Да, Державин был для него патриархом русской поэзии97, развернувшейся во всю силу в 19 веке, но что это был за век в его глазах?

Девятнадцатый век в самых крайних своих проявлениях должен был прийти… к поэзии небытия и буддизму в искусстве. <…> Скрытый буддизм, внутренний уклон, червоточина. Век не исповедовал буддизма, но носил его в себе, как внутреннюю ночь, как слепоту крови, как тайный страх и головокружительную слабость98.

2. Сшибка культур

Нет нужды углубляться в понимание сути религиозных доктрин буддизма, как и христианства или язычества, для Мандельштама все это – метафоры, или некие обозначения культурных явлений. Как и многие его европейские современники в век упадка религиозных начал и их замены культурными кодами, он искал ориентиры в диком лесу культур, выросшем на религиозном пустыре новой Европы99, искал и жаждал культурного самоопределения. «Культура стала церковью», лапидарно сформулировал он в статье «Слово и культура» (1921). Он искал свою церковь, свою культурную основу, тем более что будучи «эмансипированным» (ассимилированным) евреем, оказался без своей «кровной» культуры (или пытался от нее отказаться), и на данную ему русскую культуру смотрел немного со стороны, со временем все больше и больше ощущая чуждость многим ее традициям. «Буддизм» же для него, тут он следовал Ницше, – религия «нигилистическая», религия европейского декаданса, «поэзия небытия». В статье «Скрябин и христианство» он называет «буддизм» «обратным ходом времени», когда «Единства нет! <…> Личности нет! <…> Времени нет! <…> – время мчится обратно с шумом и свистом, как прегражденный поток…» Он и символистов считал последователями «буддизма», то есть разрушителями культуры, как он ее понимал и хотел видеть. Отсюда и выбор «акмеизма», предназначенного для тех, «кто обуян духом строительства»:

Строить – значит бороться с пустотой, гипнотизировать пространство. Хорошая стрела готической колокольни – злая, потому что весь ее смысл – уколоть небо, попрекнуть его тем, что оно пусто100.

+++

» Письменное задание
В какой статье, согласно отрывку, Мандельштам сформулировал мысль «Культура стала церковью»? Опирайтесь только на отрывок.

[Строки с ограничивающими рамками]
+++

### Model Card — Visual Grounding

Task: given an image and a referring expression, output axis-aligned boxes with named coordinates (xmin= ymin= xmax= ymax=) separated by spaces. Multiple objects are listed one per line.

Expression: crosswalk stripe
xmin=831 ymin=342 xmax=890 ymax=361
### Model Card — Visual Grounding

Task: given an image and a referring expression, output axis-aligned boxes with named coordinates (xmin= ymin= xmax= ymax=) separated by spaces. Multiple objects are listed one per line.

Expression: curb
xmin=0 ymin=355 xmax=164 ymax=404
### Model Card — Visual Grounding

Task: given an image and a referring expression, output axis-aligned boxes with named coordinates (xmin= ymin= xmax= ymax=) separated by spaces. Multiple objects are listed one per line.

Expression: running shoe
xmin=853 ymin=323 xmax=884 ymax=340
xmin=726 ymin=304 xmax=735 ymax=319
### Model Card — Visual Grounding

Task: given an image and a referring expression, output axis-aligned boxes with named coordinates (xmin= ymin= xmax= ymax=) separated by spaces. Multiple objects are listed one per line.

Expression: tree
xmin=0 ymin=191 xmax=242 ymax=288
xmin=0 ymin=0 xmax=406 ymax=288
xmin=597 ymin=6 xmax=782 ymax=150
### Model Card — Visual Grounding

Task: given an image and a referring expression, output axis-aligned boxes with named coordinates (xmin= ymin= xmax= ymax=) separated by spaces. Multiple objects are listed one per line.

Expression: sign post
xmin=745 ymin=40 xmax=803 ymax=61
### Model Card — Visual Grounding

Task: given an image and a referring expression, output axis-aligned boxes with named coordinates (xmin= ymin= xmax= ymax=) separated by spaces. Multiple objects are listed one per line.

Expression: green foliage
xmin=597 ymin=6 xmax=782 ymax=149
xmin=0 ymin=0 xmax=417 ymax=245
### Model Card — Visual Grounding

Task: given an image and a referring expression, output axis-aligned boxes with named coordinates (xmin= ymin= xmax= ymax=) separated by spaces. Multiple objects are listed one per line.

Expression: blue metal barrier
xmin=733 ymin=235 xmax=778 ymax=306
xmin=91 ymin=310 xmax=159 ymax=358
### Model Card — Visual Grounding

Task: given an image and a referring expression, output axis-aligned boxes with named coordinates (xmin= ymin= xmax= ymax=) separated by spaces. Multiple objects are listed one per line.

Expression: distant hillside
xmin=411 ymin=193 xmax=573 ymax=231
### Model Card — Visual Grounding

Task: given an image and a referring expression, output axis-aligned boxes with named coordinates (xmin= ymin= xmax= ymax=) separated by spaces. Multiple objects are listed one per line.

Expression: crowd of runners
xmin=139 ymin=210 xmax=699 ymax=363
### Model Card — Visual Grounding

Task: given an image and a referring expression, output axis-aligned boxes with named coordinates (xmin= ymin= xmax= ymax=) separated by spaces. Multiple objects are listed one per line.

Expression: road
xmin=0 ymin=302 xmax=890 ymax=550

+++

» Полный ответ
В статье «Слово и культура» (1921).